→ The problem: Repeat all of the records below word for word, leaving the pictures out of your answer.

++++ The data ++++

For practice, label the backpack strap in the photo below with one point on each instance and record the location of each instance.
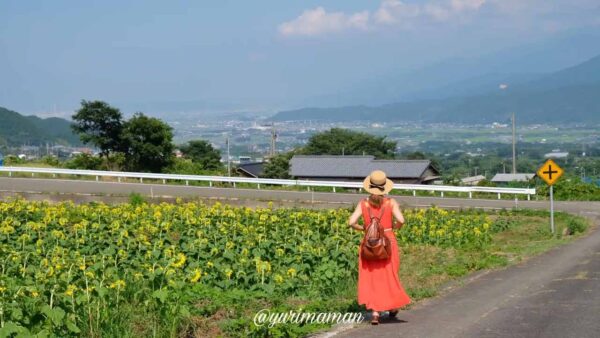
(380, 212)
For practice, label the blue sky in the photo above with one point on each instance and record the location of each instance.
(249, 55)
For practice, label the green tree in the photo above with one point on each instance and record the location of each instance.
(338, 141)
(100, 125)
(149, 143)
(278, 166)
(203, 153)
(84, 161)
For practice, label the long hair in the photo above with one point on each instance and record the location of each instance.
(375, 200)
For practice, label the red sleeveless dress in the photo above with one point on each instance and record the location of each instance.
(379, 286)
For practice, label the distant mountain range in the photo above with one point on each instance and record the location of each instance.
(16, 129)
(568, 95)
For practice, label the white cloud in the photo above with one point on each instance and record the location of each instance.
(409, 14)
(317, 21)
(466, 5)
(393, 11)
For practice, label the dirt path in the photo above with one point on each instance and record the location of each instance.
(556, 294)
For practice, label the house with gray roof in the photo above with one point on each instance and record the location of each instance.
(356, 168)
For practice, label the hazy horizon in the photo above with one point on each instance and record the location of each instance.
(271, 55)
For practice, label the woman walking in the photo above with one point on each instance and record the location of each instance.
(379, 286)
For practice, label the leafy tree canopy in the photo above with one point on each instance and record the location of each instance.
(149, 143)
(338, 141)
(100, 125)
(202, 153)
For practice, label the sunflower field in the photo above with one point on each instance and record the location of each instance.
(67, 270)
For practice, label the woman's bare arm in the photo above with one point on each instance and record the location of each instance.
(353, 221)
(397, 214)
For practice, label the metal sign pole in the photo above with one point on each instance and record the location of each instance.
(552, 208)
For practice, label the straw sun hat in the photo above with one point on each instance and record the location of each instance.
(377, 183)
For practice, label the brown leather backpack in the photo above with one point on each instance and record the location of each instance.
(375, 245)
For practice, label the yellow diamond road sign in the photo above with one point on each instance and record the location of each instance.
(550, 172)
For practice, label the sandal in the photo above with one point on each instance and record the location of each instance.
(375, 319)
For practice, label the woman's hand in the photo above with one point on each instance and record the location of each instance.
(398, 218)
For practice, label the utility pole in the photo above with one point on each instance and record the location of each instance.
(228, 156)
(514, 145)
(273, 139)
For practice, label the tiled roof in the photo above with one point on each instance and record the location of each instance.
(354, 166)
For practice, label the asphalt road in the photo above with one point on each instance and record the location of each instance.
(304, 198)
(556, 294)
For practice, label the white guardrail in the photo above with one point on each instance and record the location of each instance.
(267, 181)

++++

→ Answer to this problem:
For practice, label the backpack strap in the photo below with one point on each instance and record the location of each instance.
(380, 212)
For practice, label the blue sky in the photo above with one point on each instance and record the location of each instance.
(249, 55)
For practice, label the green tree in the photo above with one point on each instance and record the location of each instance.
(338, 141)
(100, 125)
(149, 143)
(278, 166)
(203, 153)
(84, 161)
For practice, label the long hair in the photo above with one point on each instance and record the location of each instance.
(375, 200)
For practice, label the red sleeveless dress in the photo above with one point on each instance and record the location of each instance.
(379, 286)
For practice, label the distant mountain range in the photo above with one point on each instance and record the location of each instance.
(16, 129)
(568, 95)
For practice, label the white cloud in the photo above with one point on each instance and record the location of each instance.
(409, 14)
(317, 21)
(466, 5)
(393, 11)
For practice, label the dirt path in the photo above with one point on each instance and record the location of each instance.
(556, 294)
For practice, label the house with gray roof in the photo above with one point on each instance and record the location of each instance.
(356, 168)
For practice, label the hazy horizon in the photo above with one point on each instance and record the location of each instance.
(271, 55)
For practice, label the woman walking in the photo above with one point on each instance and record the location of each instance.
(379, 286)
For practice, label the leafy tree canopy in the photo above with one point on each instance and record the location of each instance.
(149, 143)
(338, 141)
(100, 125)
(202, 153)
For practice, label the sunflower field in the photo above with one point on each instance and record the location of each instance.
(67, 270)
For practice, label the woman's bare arm in the photo above with one point on each instance and record the location of each instance.
(353, 221)
(397, 214)
For practice, label the metal sign pole in the photo above with one point on each instance and record the location of each instance.
(552, 208)
For practice, label the straw sun hat in the photo above with one point on each instance and record the location of each instance.
(377, 183)
For practice, label the brown leather backpack in the photo above with one point on each instance and record the location of each instance.
(375, 245)
For practice, label the yellow diamond road sign in the photo above with one point on each instance and record the location of each instance.
(550, 172)
For practice, label the sandal in the photo above with one point on each instance and record the location of each instance.
(375, 319)
For practice, label the woman's hand in the photo above with one point on each instance and record the location of each instance.
(398, 218)
For practice, label the utility pole in the photo above with one point on each instance and record the location of each instance.
(228, 156)
(514, 145)
(273, 139)
For practice, label the tiled roof in the photo above with one point on each instance and record the location of each instance.
(354, 166)
For practice, label the asphalt road in the photo above with one point on each instance and record the location of each instance.
(304, 198)
(556, 294)
For practice, label the white guardrail in the photo above with one point on each instance and record the location of each instance.
(267, 181)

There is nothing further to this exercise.